无论将上述新大众文艺现象称为“劳动者写作”或是“基层写作”“素人写作”,都彰显了新的写作主体的产生以及对传统脑体分工界限的跨越。普通大众成为创作主体,其意义不仅在于创作主体的多元化拓展,更在于普罗大众的生活经验与生命体验由此进入文艺表达的中心。范雨素“我的生命是一本不忍卒读的书,命运把我装订得极为拙劣”、王计兵“从空气里赶出风/从风里赶出刀子/从骨头里赶出火/从火里赶出水”的意象表达,都既具有文学性又满载着普通大众的直感生命体验。这些作品不仅通过“在生活中写作”的方式夯实了文艺的现实基础,同时也改变了几千年的“知识分子为大众代言”的文学传统、实现了普通大众由“被书写对象”到“书写主体”的身份跃迁。这一点,是新大众文艺最重要的特质与贡献。

#### 本题任务 1:
原样复述页面中从含有“无论将上述新大众文艺现象称为”的词句开始、到“大众文艺最重要的特质与贡献。”为止的那一段文字。
页面与条目分别出自不同的来源。

#### 练习材料:
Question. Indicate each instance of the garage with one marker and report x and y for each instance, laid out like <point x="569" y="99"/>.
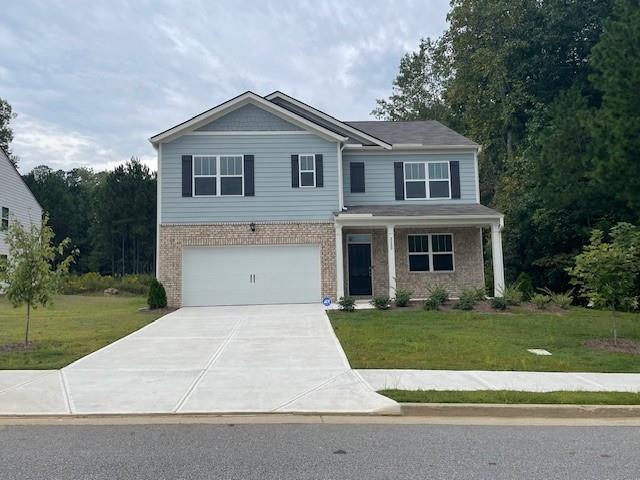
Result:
<point x="250" y="275"/>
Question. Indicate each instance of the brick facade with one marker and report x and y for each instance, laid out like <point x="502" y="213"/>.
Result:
<point x="173" y="238"/>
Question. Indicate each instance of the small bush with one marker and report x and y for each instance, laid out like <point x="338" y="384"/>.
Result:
<point x="402" y="297"/>
<point x="381" y="302"/>
<point x="347" y="304"/>
<point x="540" y="301"/>
<point x="512" y="295"/>
<point x="157" y="297"/>
<point x="498" y="303"/>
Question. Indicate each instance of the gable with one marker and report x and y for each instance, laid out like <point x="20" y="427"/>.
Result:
<point x="248" y="118"/>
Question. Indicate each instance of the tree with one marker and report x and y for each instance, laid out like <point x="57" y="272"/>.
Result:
<point x="6" y="133"/>
<point x="34" y="266"/>
<point x="607" y="272"/>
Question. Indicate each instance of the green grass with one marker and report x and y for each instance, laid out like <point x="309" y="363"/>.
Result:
<point x="419" y="339"/>
<point x="70" y="328"/>
<point x="508" y="396"/>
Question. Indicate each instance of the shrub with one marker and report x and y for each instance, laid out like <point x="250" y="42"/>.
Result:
<point x="157" y="297"/>
<point x="512" y="295"/>
<point x="381" y="302"/>
<point x="402" y="297"/>
<point x="540" y="301"/>
<point x="347" y="304"/>
<point x="498" y="303"/>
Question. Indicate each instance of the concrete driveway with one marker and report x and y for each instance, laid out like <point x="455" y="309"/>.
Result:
<point x="282" y="358"/>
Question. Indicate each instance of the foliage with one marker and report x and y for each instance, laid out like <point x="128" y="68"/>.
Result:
<point x="347" y="304"/>
<point x="498" y="303"/>
<point x="402" y="297"/>
<point x="157" y="297"/>
<point x="381" y="302"/>
<point x="34" y="266"/>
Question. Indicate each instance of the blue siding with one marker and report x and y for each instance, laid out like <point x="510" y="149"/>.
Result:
<point x="248" y="118"/>
<point x="379" y="184"/>
<point x="274" y="199"/>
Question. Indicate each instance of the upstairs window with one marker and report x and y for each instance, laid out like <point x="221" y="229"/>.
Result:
<point x="307" y="170"/>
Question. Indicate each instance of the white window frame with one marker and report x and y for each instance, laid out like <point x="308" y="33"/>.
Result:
<point x="431" y="253"/>
<point x="301" y="171"/>
<point x="426" y="180"/>
<point x="218" y="176"/>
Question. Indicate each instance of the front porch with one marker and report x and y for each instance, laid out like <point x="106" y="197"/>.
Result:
<point x="415" y="248"/>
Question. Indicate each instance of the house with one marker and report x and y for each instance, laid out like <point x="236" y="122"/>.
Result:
<point x="266" y="200"/>
<point x="17" y="203"/>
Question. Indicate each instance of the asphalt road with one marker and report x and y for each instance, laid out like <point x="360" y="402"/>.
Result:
<point x="318" y="451"/>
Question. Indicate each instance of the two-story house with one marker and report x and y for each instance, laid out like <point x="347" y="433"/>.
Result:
<point x="267" y="200"/>
<point x="17" y="203"/>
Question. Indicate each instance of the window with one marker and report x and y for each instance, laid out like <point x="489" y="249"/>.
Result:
<point x="218" y="175"/>
<point x="307" y="170"/>
<point x="5" y="219"/>
<point x="431" y="252"/>
<point x="420" y="175"/>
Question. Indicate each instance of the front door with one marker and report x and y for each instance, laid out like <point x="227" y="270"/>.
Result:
<point x="359" y="269"/>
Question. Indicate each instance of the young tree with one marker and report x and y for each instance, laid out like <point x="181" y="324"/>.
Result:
<point x="607" y="272"/>
<point x="34" y="266"/>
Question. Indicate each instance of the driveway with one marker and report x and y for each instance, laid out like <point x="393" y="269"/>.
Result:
<point x="276" y="358"/>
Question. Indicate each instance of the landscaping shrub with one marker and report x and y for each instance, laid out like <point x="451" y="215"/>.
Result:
<point x="540" y="301"/>
<point x="498" y="303"/>
<point x="402" y="297"/>
<point x="347" y="304"/>
<point x="157" y="297"/>
<point x="381" y="302"/>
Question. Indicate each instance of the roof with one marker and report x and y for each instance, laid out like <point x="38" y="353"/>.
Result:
<point x="427" y="132"/>
<point x="413" y="210"/>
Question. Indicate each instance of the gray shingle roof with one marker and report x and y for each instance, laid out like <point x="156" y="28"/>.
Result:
<point x="427" y="132"/>
<point x="422" y="210"/>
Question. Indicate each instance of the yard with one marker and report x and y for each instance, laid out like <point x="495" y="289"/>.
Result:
<point x="70" y="328"/>
<point x="453" y="340"/>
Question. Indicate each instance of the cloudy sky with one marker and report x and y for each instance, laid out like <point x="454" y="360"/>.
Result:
<point x="91" y="81"/>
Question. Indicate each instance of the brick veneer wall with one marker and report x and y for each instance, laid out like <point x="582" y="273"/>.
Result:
<point x="174" y="237"/>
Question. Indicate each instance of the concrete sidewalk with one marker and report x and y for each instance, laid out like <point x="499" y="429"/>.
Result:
<point x="500" y="380"/>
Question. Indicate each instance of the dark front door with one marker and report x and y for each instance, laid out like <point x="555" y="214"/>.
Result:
<point x="359" y="269"/>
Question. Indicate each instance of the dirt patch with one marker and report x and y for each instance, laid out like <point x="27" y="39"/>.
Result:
<point x="622" y="346"/>
<point x="17" y="347"/>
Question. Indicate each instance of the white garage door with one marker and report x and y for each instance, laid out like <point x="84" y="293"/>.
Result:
<point x="251" y="275"/>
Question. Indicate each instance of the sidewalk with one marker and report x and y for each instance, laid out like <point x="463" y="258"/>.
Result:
<point x="493" y="380"/>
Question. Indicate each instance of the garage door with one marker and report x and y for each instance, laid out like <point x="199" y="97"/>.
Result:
<point x="250" y="275"/>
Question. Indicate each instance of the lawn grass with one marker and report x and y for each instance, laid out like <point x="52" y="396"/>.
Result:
<point x="512" y="397"/>
<point x="70" y="328"/>
<point x="452" y="340"/>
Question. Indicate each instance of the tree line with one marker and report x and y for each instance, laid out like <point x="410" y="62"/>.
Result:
<point x="550" y="90"/>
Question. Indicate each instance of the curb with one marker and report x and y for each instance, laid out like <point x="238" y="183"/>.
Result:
<point x="514" y="411"/>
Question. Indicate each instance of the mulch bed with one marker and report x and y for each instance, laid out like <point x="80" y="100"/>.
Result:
<point x="623" y="345"/>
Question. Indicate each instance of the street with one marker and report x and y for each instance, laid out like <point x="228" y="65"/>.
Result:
<point x="321" y="451"/>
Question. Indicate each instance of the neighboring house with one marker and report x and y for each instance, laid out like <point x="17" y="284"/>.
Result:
<point x="268" y="200"/>
<point x="17" y="203"/>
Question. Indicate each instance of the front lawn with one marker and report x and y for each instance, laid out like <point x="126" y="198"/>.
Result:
<point x="72" y="327"/>
<point x="452" y="340"/>
<point x="511" y="397"/>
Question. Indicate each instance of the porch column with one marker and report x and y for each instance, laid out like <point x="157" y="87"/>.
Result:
<point x="391" y="259"/>
<point x="498" y="264"/>
<point x="339" y="264"/>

#### 本题任务 2:
从条目中挑出所有含有字符串“brick”的行，区分大小写。

#### 参考答案 1:
无论将上述新大众文艺现象称为“劳动者写作”或是“基层写作”“素人写作”,都彰显了新的写作主体的产生以及对传统脑体分工界限的跨越。普通大众成为创作主体,其意义不仅在于创作主体的多元化拓展,更在于普罗大众的生活经验与生命体验由此进入文艺表达的中心。范雨素“我的生命是一本不忍卒读的书,命运把我装订得极为拙劣”、王计兵“从空气里赶出风/从风里赶出刀子/从骨头里赶出火/从火里赶出水”的意象表达,都既具有文学性又满载着普通大众的直感生命体验。这些作品不仅通过“在生活中写作”的方式夯实了文艺的现实基础,同时也改变了几千年的“知识分子为大众代言”的文学传统、实现了普通大众由“被书写对象”到“书写主体”的身份跃迁。这一点,是新大众文艺最重要的特质与贡献。

#### 参考答案 2:
Question. Indicate each instance of the brick facade with one marker and report x and y for each instance, laid out like <point x="502" y="213"/>.
Question. Indicate each instance of the brick veneer wall with one marker and report x and y for each instance, laid out like <point x="582" y="273"/>.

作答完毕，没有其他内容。